Source extract
>> Begin

The problem is as follows:

At a dairy products plant in Neihu the technician responsible to oversee the production in the factory has been assigned to pack $119$ liters of yogurt, however there are only bottles from $1,\,4,\,16$ and $64$ in capacity, many of each kind. How many of these bottles can be used at least to pack the assigned litters of the yogurt if all mentioned containers must been full?

The alternatives given in my book given are:

$$\begin{array}{c} \textrm{1. 9}\\ \textrm{2. 8}\\ \textrm{3. 11}\\ \textrm{4. 7}\\ \textrm{5. 10} \end{array}$$

Initially I thought that maybe would a simple system of equations could work in this case:

So what I tried to do was to assign the same quantity of bottles per capacity to fill up the $119$ liters:

$1x+4x+16x+64x=119$

$85x=119$

Since the later doesn't produce an integer (it is not allowed to have half a bottle for example), then I reformulated the previous equation as:

$4x+16x+64x=119$

$84x=119$

Again this doesn't produce an integer, but I thought, the easiest would be to fill up with the least amount each of the bigger bottles and leave out the smallest one to make it up for the remaining quantity.

so it would become into:

$84x=84$

$x= 1$

Therefore $119-84= 35\,\textrm{L remaining}$

So I would use 35 of the 1 L capacity bottles to make it up for until completion to $119\,L$. So with that the least number of bottles would be, those $\textrm{35 + 1 (of the 4) + 1 (of the 16) + 1 (of the 64) = 38 bottles}$ But it doesn't appear in the alternatives, needless to say that this method doesn't look to be right approach for this problem.

On realizing this what I tried to do is to re think again and I thought that it might have to do with least common multiples or greatest common divisor. But this arises the problem as 119 is a prime or at least it looks like one. The only quantity closer to the common divisor being $4$ to $\textrm{4, 16 and 64}$ is $116$. So I decided to go on with that route.

If I were to chose the first then this would become into:

$\begin{array}{r r r r r} & 116 & 4 & 16 & 64\\ 4 & 29 & 1 & 4 & 16 \\ \end{array}$

But that's where I am stuck, what can I do with those numbers, $29,\,1,\,4,\,4$ and $12$.

>> End

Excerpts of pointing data
>> Begin

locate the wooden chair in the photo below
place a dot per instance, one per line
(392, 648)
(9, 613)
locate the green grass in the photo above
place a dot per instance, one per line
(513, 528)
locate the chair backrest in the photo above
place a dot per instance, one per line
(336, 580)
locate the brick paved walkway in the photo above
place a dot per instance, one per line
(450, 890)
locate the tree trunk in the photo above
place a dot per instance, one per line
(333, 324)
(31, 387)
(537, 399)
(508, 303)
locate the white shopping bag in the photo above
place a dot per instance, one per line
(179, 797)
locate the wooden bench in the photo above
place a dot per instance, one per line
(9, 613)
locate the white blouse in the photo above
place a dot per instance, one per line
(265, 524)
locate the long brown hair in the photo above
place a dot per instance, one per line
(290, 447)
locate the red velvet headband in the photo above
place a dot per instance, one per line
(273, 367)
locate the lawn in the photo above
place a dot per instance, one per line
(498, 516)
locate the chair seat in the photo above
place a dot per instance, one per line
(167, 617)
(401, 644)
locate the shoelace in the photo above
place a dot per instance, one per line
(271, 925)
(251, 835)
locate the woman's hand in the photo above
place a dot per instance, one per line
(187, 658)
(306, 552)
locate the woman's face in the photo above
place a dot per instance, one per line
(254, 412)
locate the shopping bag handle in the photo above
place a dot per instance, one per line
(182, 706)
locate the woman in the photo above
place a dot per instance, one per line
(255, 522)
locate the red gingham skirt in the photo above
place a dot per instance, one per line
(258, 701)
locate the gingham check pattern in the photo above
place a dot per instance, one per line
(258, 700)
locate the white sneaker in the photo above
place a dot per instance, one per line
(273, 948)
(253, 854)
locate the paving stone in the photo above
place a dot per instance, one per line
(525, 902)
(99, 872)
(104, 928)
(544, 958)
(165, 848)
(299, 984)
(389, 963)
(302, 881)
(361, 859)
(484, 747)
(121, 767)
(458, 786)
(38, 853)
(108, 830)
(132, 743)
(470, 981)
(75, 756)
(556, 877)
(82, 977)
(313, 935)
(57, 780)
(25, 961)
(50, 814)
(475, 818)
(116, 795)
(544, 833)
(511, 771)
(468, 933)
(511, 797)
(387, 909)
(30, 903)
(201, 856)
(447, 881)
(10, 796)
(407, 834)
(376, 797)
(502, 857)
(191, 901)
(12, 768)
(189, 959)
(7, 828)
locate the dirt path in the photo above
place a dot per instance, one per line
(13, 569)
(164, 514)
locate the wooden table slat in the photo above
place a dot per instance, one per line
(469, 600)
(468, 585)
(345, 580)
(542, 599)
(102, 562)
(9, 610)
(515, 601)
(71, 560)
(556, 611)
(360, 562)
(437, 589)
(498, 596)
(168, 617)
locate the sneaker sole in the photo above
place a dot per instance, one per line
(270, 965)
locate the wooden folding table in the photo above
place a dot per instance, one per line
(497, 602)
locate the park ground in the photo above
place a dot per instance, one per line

>> End

Written request
Reproduce the passage of the yogurt-bottling problem above that opens with the words containing "So what I tried" and closes with "the remaining quantity.".

Problem solution
So what I tried to do was to assign the same quantity of bottles per capacity to fill up the $119$ liters:

$1x+4x+16x+64x=119$

$85x=119$

Since the later doesn't produce an integer (it is not allowed to have half a bottle for example), then I reformulated the previous equation as:

$4x+16x+64x=119$

$84x=119$

Again this doesn't produce an integer, but I thought, the easiest would be to fill up with the least amount each of the bigger bottles and leave out the smallest one to make it up for the remaining quantity.